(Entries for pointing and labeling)

—————

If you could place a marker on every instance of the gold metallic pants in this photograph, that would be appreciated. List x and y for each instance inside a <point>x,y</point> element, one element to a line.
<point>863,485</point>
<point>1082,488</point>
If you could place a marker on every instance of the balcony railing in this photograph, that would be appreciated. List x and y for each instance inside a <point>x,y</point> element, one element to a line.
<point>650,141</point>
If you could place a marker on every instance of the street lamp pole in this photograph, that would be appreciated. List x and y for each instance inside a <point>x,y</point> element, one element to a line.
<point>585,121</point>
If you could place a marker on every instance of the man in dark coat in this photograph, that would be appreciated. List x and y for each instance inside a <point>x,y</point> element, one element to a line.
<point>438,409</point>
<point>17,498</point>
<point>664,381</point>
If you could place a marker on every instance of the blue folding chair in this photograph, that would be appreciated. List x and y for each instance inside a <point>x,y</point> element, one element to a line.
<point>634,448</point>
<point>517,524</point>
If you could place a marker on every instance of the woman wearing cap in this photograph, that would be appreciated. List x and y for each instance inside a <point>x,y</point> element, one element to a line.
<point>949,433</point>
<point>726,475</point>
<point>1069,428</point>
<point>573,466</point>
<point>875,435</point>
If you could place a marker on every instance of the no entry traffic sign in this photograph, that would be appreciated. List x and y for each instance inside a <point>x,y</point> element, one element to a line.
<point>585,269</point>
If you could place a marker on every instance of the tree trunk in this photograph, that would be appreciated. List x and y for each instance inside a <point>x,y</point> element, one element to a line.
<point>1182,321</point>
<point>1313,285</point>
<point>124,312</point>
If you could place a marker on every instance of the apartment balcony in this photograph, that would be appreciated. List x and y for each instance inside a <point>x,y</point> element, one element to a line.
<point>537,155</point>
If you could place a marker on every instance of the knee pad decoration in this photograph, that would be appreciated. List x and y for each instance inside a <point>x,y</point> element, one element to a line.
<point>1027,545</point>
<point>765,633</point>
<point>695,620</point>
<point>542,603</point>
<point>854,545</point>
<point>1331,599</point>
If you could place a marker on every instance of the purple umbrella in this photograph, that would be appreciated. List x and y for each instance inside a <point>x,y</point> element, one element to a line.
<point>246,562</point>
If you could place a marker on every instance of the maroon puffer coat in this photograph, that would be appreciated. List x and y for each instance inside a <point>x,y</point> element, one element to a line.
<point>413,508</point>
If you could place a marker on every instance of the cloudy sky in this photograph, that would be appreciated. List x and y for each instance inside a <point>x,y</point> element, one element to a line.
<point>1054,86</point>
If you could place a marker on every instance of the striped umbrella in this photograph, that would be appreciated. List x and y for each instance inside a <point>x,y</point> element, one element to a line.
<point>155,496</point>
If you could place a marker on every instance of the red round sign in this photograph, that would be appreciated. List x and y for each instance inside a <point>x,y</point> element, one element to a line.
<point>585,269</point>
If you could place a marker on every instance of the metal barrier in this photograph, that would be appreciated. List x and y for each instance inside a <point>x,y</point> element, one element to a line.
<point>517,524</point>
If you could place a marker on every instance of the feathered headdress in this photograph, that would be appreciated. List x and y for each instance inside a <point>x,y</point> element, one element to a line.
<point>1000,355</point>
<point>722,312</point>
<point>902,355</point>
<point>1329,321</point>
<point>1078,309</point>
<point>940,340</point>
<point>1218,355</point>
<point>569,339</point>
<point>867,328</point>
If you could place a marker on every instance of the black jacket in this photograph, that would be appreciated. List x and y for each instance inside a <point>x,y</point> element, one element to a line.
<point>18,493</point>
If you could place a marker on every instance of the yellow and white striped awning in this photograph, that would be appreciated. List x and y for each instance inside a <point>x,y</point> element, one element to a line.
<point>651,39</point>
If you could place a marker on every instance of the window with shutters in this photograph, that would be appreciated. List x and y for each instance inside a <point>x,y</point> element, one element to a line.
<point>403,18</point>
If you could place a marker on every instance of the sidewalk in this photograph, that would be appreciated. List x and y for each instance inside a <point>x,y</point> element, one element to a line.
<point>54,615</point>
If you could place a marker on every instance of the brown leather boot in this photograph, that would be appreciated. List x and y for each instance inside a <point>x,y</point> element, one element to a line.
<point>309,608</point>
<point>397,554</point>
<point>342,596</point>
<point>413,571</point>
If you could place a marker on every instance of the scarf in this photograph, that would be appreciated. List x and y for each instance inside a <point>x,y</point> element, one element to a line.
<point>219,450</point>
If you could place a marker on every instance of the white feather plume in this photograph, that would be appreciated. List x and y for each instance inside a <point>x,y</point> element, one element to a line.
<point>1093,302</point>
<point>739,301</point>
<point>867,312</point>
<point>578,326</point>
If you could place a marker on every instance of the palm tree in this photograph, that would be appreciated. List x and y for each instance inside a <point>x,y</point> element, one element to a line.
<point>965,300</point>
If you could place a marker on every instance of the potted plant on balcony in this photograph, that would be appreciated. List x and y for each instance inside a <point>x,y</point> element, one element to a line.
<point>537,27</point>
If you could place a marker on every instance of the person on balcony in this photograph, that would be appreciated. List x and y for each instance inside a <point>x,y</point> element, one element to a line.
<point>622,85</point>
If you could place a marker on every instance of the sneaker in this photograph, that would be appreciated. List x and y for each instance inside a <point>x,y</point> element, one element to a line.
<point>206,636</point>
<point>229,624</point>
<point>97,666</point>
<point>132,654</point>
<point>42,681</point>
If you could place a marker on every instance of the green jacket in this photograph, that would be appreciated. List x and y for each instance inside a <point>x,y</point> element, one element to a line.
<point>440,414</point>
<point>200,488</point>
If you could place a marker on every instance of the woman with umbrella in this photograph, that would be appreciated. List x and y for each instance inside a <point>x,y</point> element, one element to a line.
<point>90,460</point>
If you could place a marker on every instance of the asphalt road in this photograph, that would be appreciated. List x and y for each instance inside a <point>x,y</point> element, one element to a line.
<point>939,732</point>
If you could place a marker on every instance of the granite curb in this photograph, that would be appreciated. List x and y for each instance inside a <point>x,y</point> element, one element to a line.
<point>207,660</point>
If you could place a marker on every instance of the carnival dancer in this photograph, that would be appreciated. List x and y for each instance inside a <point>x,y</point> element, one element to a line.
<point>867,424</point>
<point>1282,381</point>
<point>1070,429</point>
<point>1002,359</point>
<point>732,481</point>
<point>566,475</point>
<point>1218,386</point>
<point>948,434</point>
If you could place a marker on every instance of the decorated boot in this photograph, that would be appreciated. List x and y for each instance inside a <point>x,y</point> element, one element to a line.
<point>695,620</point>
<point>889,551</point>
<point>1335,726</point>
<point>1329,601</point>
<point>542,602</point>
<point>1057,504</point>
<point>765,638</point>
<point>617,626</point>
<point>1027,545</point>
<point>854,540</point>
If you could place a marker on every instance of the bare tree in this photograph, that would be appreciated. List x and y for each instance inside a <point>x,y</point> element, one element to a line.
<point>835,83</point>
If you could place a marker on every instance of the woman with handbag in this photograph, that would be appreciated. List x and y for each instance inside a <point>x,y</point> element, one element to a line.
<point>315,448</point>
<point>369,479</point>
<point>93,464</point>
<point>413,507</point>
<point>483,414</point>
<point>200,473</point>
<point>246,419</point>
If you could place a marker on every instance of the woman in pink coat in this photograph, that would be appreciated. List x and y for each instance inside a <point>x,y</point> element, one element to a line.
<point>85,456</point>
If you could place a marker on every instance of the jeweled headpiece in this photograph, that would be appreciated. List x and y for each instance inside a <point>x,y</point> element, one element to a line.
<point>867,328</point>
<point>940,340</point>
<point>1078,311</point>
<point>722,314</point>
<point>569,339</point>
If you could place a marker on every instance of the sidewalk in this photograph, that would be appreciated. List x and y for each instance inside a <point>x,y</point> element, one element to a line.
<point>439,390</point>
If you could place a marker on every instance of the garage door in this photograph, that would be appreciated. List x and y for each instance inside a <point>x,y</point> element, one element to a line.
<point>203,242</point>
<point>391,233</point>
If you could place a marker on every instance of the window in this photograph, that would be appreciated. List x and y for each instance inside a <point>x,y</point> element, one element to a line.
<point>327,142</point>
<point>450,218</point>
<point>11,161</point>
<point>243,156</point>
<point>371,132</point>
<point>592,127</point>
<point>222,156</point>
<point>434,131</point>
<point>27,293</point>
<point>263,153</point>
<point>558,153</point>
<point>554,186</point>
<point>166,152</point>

—————

- _Problem details_:
Copy out the stretch of material above from the line that contains "of the carnival" through the line that contains "<point>948,434</point>", word for word.

- _Response for this exercise_:
If you could place a marker on every instance of the carnival dancer in this photograph, that would be appreciated. List x and y for each instance inside a <point>x,y</point> element, one element to a line.
<point>867,424</point>
<point>1282,381</point>
<point>1070,429</point>
<point>1002,359</point>
<point>732,481</point>
<point>566,475</point>
<point>1218,386</point>
<point>948,434</point>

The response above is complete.